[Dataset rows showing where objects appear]

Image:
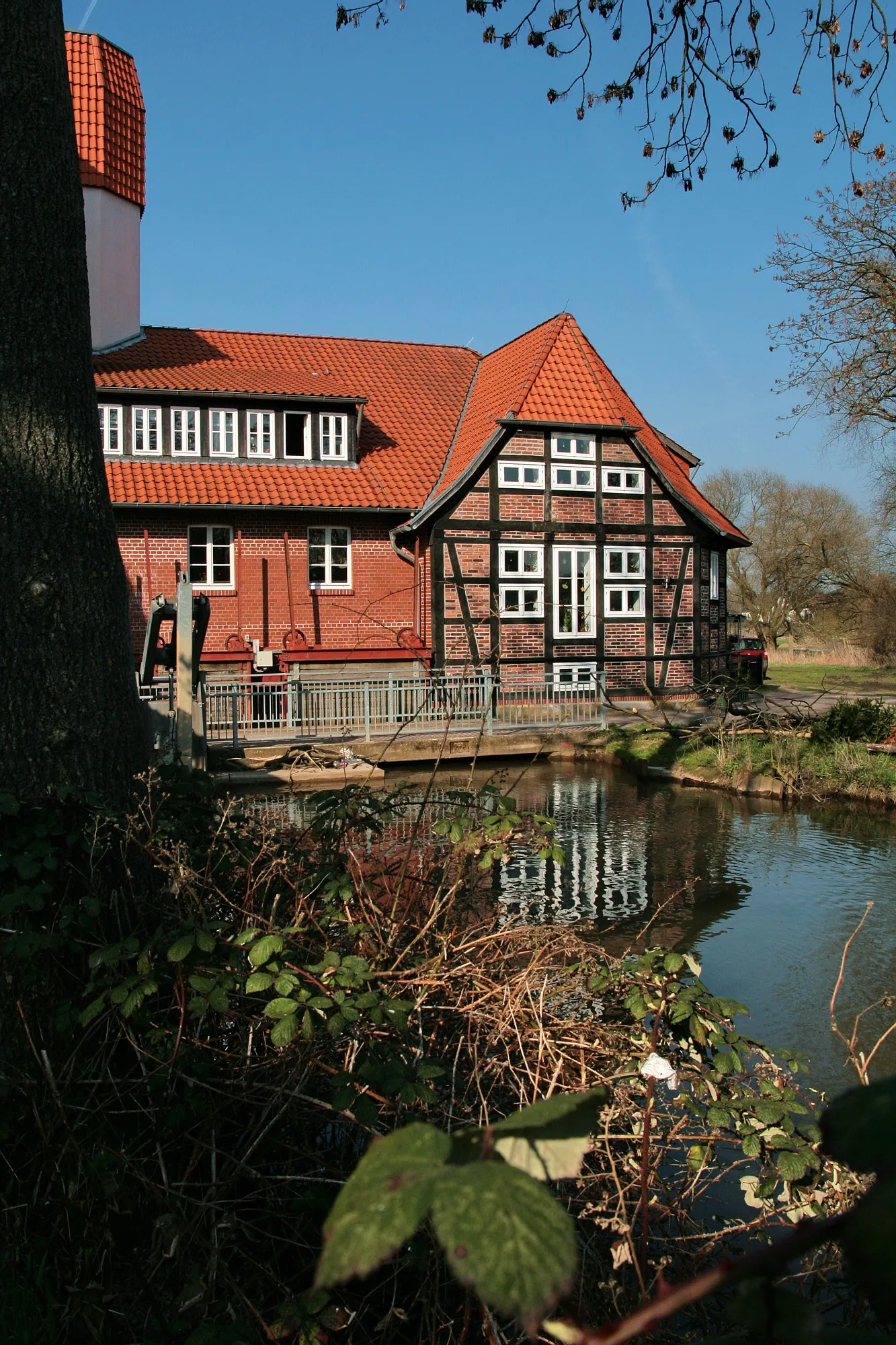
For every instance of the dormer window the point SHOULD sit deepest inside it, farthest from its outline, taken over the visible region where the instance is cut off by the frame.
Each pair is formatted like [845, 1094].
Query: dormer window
[260, 434]
[334, 438]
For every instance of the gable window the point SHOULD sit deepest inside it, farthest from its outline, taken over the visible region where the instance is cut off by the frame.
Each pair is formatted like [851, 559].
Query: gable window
[210, 552]
[521, 477]
[111, 430]
[185, 431]
[329, 558]
[623, 601]
[222, 434]
[521, 563]
[147, 430]
[516, 601]
[260, 434]
[575, 610]
[579, 447]
[624, 481]
[334, 439]
[296, 435]
[624, 563]
[573, 478]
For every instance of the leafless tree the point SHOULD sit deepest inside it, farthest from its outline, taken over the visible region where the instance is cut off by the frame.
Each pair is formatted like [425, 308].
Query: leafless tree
[680, 59]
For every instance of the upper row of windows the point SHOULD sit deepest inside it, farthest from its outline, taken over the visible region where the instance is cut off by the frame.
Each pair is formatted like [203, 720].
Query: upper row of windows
[222, 432]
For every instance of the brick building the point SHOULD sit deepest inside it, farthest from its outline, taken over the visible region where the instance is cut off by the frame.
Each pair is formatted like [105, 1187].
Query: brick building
[360, 506]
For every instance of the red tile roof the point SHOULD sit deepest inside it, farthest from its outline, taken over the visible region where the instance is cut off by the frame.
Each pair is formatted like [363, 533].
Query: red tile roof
[110, 116]
[431, 412]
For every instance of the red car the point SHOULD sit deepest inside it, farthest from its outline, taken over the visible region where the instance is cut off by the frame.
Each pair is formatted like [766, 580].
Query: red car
[748, 658]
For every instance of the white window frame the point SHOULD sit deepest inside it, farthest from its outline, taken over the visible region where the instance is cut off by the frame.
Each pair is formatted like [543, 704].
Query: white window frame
[522, 615]
[588, 455]
[592, 607]
[327, 583]
[146, 430]
[107, 430]
[627, 614]
[626, 471]
[538, 485]
[559, 669]
[256, 428]
[626, 576]
[184, 431]
[521, 576]
[331, 457]
[577, 470]
[209, 544]
[222, 432]
[306, 454]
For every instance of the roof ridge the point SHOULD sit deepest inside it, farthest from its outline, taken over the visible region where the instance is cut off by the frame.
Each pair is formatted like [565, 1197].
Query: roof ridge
[368, 341]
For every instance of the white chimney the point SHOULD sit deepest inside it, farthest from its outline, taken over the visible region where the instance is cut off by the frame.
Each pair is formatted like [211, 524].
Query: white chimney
[111, 131]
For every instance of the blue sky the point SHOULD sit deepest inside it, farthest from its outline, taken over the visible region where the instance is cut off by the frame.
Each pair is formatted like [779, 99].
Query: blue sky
[412, 184]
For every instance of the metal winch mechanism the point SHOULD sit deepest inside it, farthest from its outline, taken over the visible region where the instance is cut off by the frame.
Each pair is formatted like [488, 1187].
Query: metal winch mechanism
[181, 708]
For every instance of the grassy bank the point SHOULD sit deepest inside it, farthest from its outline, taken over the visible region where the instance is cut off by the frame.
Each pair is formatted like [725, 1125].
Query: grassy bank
[833, 677]
[807, 770]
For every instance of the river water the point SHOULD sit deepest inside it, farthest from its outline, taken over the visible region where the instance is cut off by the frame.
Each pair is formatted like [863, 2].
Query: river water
[767, 895]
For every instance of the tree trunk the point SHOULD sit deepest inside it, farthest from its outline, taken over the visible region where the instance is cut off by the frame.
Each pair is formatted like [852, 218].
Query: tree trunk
[69, 712]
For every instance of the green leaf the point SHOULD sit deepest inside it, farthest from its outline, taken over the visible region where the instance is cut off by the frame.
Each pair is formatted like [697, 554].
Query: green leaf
[505, 1235]
[181, 949]
[266, 949]
[382, 1203]
[858, 1128]
[284, 1031]
[869, 1242]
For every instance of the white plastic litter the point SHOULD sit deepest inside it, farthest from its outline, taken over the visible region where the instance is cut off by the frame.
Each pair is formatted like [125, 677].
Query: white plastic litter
[658, 1069]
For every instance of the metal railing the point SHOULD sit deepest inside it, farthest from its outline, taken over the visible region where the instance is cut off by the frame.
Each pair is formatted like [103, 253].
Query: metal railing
[280, 709]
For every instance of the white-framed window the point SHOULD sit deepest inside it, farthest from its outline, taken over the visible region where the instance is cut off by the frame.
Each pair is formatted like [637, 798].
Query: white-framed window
[573, 478]
[521, 563]
[296, 435]
[623, 481]
[260, 442]
[575, 591]
[329, 558]
[520, 601]
[521, 477]
[222, 434]
[185, 431]
[573, 447]
[624, 563]
[146, 431]
[334, 436]
[111, 426]
[210, 556]
[575, 676]
[623, 601]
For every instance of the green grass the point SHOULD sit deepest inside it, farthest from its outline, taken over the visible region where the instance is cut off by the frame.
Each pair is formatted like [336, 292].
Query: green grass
[807, 769]
[831, 677]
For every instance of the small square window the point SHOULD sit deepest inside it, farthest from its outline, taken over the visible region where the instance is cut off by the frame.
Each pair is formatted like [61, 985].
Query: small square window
[260, 440]
[111, 424]
[522, 477]
[622, 601]
[185, 431]
[521, 562]
[222, 435]
[521, 601]
[573, 478]
[147, 431]
[623, 481]
[573, 447]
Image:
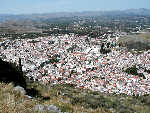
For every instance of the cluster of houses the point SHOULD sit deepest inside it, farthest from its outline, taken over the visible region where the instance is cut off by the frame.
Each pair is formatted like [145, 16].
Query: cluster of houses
[77, 60]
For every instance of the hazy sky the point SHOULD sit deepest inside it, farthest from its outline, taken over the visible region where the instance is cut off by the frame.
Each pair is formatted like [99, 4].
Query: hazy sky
[46, 6]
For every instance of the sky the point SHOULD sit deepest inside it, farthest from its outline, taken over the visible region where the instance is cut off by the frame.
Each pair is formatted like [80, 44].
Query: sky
[50, 6]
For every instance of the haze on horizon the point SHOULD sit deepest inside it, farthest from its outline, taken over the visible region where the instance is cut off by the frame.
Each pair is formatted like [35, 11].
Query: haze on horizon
[50, 6]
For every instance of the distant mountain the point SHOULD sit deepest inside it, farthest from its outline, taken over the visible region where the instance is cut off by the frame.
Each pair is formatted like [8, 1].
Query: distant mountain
[141, 12]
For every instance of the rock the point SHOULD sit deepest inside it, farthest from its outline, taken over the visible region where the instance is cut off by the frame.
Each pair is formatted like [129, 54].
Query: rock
[46, 108]
[40, 108]
[52, 108]
[20, 89]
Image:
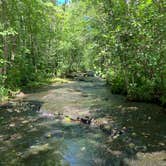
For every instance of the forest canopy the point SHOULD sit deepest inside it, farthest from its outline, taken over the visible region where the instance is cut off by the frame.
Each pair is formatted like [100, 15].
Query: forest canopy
[122, 41]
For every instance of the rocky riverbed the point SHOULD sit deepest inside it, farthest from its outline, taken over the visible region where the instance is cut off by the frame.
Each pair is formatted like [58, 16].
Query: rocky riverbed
[81, 123]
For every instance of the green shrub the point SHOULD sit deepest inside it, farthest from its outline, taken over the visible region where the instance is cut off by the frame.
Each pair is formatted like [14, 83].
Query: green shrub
[116, 82]
[143, 92]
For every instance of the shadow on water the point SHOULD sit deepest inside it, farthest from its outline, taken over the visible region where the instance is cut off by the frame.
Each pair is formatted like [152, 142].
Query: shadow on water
[26, 138]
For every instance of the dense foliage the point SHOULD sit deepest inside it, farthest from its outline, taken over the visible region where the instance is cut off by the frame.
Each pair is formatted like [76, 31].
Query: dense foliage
[123, 41]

SHORT EXERCISE:
Reproduce all of the records above verbatim, omitting the pictures.

TASK SOLUTION:
Image:
For every instance of the dormer window the point SHOULD sit deepest inside it, farthest from its outline, taken over the visible region where the instance is cut off by the frame.
Each pair is formatted like [845, 1094].
Query: dormer window
[260, 434]
[334, 438]
For every instance of the gable window the point SHOULD sit deepest inside it, farthest from its outline, taken over the visible region where the instance is cut off by the frame.
Each pair is formatted like [851, 559].
Query: gable window
[210, 552]
[521, 477]
[111, 430]
[185, 431]
[329, 558]
[623, 601]
[222, 434]
[521, 563]
[147, 430]
[516, 601]
[260, 434]
[575, 610]
[579, 447]
[624, 481]
[334, 439]
[296, 435]
[624, 563]
[573, 478]
For every instance of the leafless tree the point SHOULD sit deepest inside it, farthest from its outline, taken over the visible region where the instance is cut off by the frame.
Each pair is formatted like [425, 308].
Query: leafless tree
[680, 59]
For every instance of the upper row of windows the point SHOULD sit deepest inside it, farthest from its outline, taken over the visible region where the instance is cut off by the frame.
Each pair is formatted like [203, 720].
Query: upper row of windows
[222, 432]
For every instance of the brick building the point SHOULD sit deepest inside it, farthest from its outline, taken over the visible region where the instance is cut off by the frame.
Each pair is formatted like [105, 1187].
Query: brick building
[360, 506]
For every instance of the red tile roof the point SHOULD sit deepest inside it, farthest from its outline, taken over the visible region where the instance is cut off by the frame.
Each pair is formatted like [363, 533].
Query: red tile roof
[110, 116]
[431, 412]
For every instance of the red car the point SHOULD sit deepest inside it, farthest from its outline, taken over the visible region where the instance is cut off by the frame.
Each pair is formatted like [766, 580].
Query: red car
[748, 658]
For every instance of the white window frame the point SHOULD sit deepest inside it, farthest from its outline, taken over the visible region where the instance is cut off by the frame.
Each pair is formatted like [543, 704].
Query: white window frame
[522, 615]
[588, 455]
[592, 607]
[327, 583]
[146, 430]
[107, 430]
[627, 614]
[626, 471]
[538, 485]
[559, 669]
[256, 428]
[626, 576]
[184, 431]
[521, 576]
[331, 457]
[577, 470]
[209, 544]
[222, 432]
[306, 454]
For every instance of the roof ridge the point SHOULD sit deepest inside it, farthest from its outline, taken over the visible region where the instance is cut off by the frame.
Each pair is formatted like [565, 1197].
Query: roof ridge
[368, 341]
For every instance of the white chimney the point SHOULD sit deepest inside it, farthest from its outline, taken over the visible region where the instance is cut off by the frame.
Each pair is formatted like [211, 524].
Query: white chimney
[111, 131]
For every instance of the blue sky the point SHOULD sit deepest inside it, farthest from its outline, taken over the visible region where the instance is cut off by the frame.
Each pair is formatted like [779, 99].
Query: blue sky
[412, 184]
For every instance of the metal winch mechanism the point SHOULD sit deepest inside it, farthest from its outline, taken over the visible region where the instance is cut off by the frame.
Each pair is formatted like [488, 1187].
Query: metal winch mechanism
[181, 708]
For every instance of the grassy bank the point SHOULD sit deepest inside it, farthest from its outline, taken over the visible region where the instance is cut off by the frame.
Each pair is formatted like [725, 1125].
Query: grassy bank
[833, 677]
[807, 770]
For every instance of the river water the point SHOULD sit deepest inside it, farthest from its outline, taken over the visible region where the instance is cut off by the frame.
Each pair is formatted like [863, 2].
Query: river water
[767, 895]
For every instance of the tree trunk the point SHOULD sit deepest inside it, farthest from its outline, taken over the visible region where the instance is cut off by the frame.
Each pair is formatted like [852, 218].
Query: tree trunk
[69, 712]
For every instance of the green leaf the point SHOULD sit deepest inside it, farthest from its outline, taken over the visible region where the instance is cut off by the frame.
Each pair is formatted like [697, 554].
Query: green leaf
[505, 1235]
[181, 949]
[266, 949]
[382, 1203]
[858, 1128]
[284, 1031]
[869, 1242]
For every instance of the white plastic litter the point SHOULD sit deepest inside it, farthest from its outline, taken over the visible region where the instance is cut off by the frame.
Each pair is formatted like [125, 677].
Query: white plastic litter
[658, 1069]
For every instance of the metal railing the point SHOULD sit deepest inside it, farthest from its outline, taken over the visible region where the instance is cut off by the frame.
Each pair is formatted like [103, 253].
Query: metal railing
[280, 709]
For every instance of the white-framed window the point SHOULD sit deepest inside it, farthest from its outline, taken over the visible region where the instance is cut off by the frame.
Each pair is formatted like [637, 798].
Query: white-framed window
[573, 478]
[521, 563]
[296, 435]
[623, 481]
[260, 442]
[575, 591]
[329, 558]
[520, 601]
[521, 477]
[222, 434]
[185, 431]
[573, 447]
[624, 563]
[146, 431]
[334, 436]
[111, 426]
[210, 556]
[575, 676]
[623, 601]
For every instance of the green grass the point SHOULD sit deepest inside it, farthest from its outline, taken over the visible region where the instance is cut off by the frame.
Each pair is formatted like [336, 292].
Query: green grass
[807, 769]
[831, 677]
For every instance of the small square window the point SHOULD sit deepest inside it, farthest from its outline, taken over the visible region where the instance is cut off by the frame.
Each pair is formatted like [61, 985].
Query: small square window
[260, 440]
[111, 424]
[522, 477]
[622, 601]
[185, 431]
[521, 562]
[222, 435]
[521, 601]
[573, 478]
[147, 431]
[623, 481]
[573, 447]
Image:
For every instance of the cluster of houses the point SHOULD sit deepest inside it, farthest from its outline, taken over the visible region where the instance is cut off by the frame.
Each pair is formatted like [145, 16].
Query: cluster of houses
[77, 60]
For every instance of the hazy sky the point SHOULD sit deepest inside it, farthest from its outline, taken over the visible region where the instance is cut off by the frame.
Each pair is formatted like [99, 4].
Query: hazy sky
[46, 6]
For every instance of the sky the point SHOULD sit deepest inside it, farthest from its outline, taken over the visible region where the instance is cut off by the frame.
Each pair is formatted like [80, 44].
Query: sky
[50, 6]
For every instance of the haze on horizon the point SHOULD sit deepest inside it, farthest from its outline, taken over the visible region where the instance is cut off by the frame.
Each pair is formatted like [35, 11].
Query: haze on horizon
[50, 6]
For every instance of the distant mountain the point SHOULD sit deepest inside it, farthest from its outline, taken over the visible region where the instance is cut off by the frame.
Each pair is formatted like [8, 1].
Query: distant mountain
[141, 12]
For every instance of the rock the point SHOULD sit deepest inside it, farthest from its outline, taken over the visible region where the instance is cut off by the frame.
Each pair is formatted like [129, 54].
Query: rock
[46, 108]
[40, 108]
[52, 108]
[20, 89]
Image:
For every instance of the forest canopy the point SHOULD sit deepest inside it, farthest from its outline, taken over the visible region where the instance is cut off by the frame.
Each pair is formatted like [100, 15].
Query: forest canopy
[122, 41]
For every instance of the rocky riverbed the point SHOULD sit deepest inside it, farthest from its outline, taken over the visible region where the instance is cut off by the frame.
Each pair is formatted like [58, 16].
Query: rocky riverbed
[81, 123]
For every instance of the green shrub the point SHOULD sit deepest inside it, farthest from its outline, taken over the visible region where the instance is cut off by the frame.
Each pair is formatted like [14, 83].
Query: green shrub
[116, 82]
[143, 92]
For every instance of the shadow on water the point SHOULD sit deepest inside it, farthest from its outline, taken over the visible region where the instance is cut off by the frame.
Each pair is formatted like [152, 142].
Query: shadow on water
[26, 138]
For every instance of the dense foliage the point SHOULD sit deepest inside it, farthest from its outline, taken over the visible region where the instance is cut off by the frame.
Each pair is formatted like [76, 31].
Query: dense foliage
[123, 41]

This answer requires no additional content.